Object point labels:
┄┄┄┄┄┄┄┄┄┄
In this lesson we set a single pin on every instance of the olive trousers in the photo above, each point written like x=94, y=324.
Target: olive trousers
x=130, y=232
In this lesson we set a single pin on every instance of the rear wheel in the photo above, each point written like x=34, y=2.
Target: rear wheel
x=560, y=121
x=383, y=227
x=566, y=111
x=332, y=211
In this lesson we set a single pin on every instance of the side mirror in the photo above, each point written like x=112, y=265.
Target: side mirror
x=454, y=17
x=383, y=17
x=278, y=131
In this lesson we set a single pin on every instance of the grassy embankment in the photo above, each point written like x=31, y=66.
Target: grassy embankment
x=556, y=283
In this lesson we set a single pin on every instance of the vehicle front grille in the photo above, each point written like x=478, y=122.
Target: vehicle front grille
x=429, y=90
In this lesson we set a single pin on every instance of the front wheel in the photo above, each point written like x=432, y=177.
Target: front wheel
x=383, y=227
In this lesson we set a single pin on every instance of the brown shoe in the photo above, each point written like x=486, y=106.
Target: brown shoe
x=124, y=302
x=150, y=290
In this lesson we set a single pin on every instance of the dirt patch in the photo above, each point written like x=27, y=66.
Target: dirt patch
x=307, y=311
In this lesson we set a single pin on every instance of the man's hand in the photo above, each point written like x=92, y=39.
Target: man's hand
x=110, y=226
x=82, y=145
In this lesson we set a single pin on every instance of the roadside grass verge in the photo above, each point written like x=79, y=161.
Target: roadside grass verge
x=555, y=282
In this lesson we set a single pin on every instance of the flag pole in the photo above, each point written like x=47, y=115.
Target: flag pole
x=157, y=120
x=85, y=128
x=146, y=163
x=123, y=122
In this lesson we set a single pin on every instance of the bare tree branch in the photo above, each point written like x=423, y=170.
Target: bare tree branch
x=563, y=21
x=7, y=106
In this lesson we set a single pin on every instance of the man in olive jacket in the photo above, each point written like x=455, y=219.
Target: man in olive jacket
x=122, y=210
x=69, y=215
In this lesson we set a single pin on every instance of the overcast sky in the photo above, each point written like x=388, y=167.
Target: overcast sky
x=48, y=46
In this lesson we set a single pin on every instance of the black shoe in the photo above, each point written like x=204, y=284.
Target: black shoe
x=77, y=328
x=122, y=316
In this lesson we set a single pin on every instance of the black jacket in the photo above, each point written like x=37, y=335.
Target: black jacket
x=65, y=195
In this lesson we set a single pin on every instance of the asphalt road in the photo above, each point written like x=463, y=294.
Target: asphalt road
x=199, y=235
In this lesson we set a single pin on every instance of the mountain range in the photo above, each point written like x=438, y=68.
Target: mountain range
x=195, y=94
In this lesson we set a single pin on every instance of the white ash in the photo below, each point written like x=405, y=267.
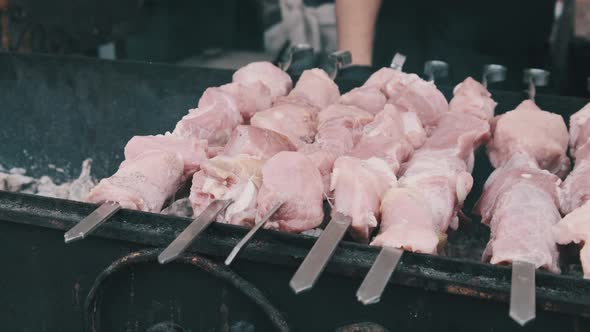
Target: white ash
x=15, y=180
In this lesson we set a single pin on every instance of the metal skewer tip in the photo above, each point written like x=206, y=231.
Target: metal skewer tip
x=314, y=263
x=522, y=292
x=493, y=73
x=341, y=59
x=435, y=69
x=398, y=61
x=297, y=52
x=376, y=280
x=188, y=235
x=251, y=233
x=535, y=77
x=91, y=222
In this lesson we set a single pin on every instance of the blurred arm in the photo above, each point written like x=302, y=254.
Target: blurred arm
x=355, y=21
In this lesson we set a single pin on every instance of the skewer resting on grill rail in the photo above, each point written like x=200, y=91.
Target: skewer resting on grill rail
x=376, y=280
x=522, y=288
x=314, y=263
x=108, y=209
x=341, y=59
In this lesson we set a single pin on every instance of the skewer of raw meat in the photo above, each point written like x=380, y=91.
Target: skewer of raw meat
x=575, y=226
x=276, y=198
x=221, y=110
x=435, y=182
x=521, y=198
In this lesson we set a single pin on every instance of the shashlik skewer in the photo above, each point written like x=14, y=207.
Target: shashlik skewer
x=469, y=98
x=260, y=75
x=362, y=214
x=314, y=88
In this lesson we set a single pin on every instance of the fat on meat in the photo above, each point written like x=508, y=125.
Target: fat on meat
x=213, y=121
x=256, y=142
x=291, y=178
x=192, y=150
x=530, y=130
x=358, y=187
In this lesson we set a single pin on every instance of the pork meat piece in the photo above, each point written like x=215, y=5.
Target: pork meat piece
x=473, y=98
x=274, y=78
x=340, y=127
x=192, y=150
x=580, y=131
x=250, y=98
x=576, y=187
x=370, y=99
x=358, y=187
x=214, y=121
x=291, y=178
x=228, y=177
x=143, y=183
x=407, y=222
x=388, y=137
x=575, y=227
x=256, y=142
x=528, y=129
x=295, y=121
x=315, y=88
x=460, y=131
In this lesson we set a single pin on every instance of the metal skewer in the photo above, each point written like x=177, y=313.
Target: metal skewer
x=376, y=280
x=321, y=252
x=251, y=233
x=535, y=77
x=493, y=73
x=188, y=235
x=522, y=292
x=91, y=222
x=435, y=69
x=341, y=59
x=398, y=61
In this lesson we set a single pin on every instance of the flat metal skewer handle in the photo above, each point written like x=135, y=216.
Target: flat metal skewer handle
x=188, y=235
x=314, y=263
x=522, y=292
x=435, y=69
x=493, y=73
x=535, y=77
x=297, y=52
x=376, y=280
x=251, y=233
x=91, y=222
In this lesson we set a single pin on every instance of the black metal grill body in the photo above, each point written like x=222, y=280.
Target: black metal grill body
x=62, y=110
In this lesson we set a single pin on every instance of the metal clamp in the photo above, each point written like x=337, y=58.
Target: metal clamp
x=296, y=53
x=435, y=69
x=340, y=59
x=493, y=73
┄┄┄┄┄┄┄┄┄┄
**PROBLEM DESCRIPTION**
Starting at the line that contains "like x=486, y=106." and stopping after the line that contains "x=555, y=282", reproduce every line of the records, requests included. Multiply each x and y coordinate in the answers by 2.55 and round to the nearest whole number, rounding halves up, while leaving the requests and their format samples unchanged.

**CORRECT ANSWER**
In this lesson we set a single pin on every instance of the brown shoe in the photo above, each point written like x=486, y=106.
Target: brown shoe
x=316, y=770
x=383, y=740
In this lesson we set a single pin on every instance of the dirt patch in the photo above, each point written like x=27, y=66.
Target: dirt patch
x=783, y=793
In this lesson we set a single pin on every instance of the man's hand in the photo above, each point written like x=92, y=39.
Target: man's hand
x=281, y=576
x=209, y=370
In this lesson we set a single pin on every instance of the roadside grass verge in the photo above, each point written like x=79, y=161.
Target: roadside grass verge
x=1415, y=719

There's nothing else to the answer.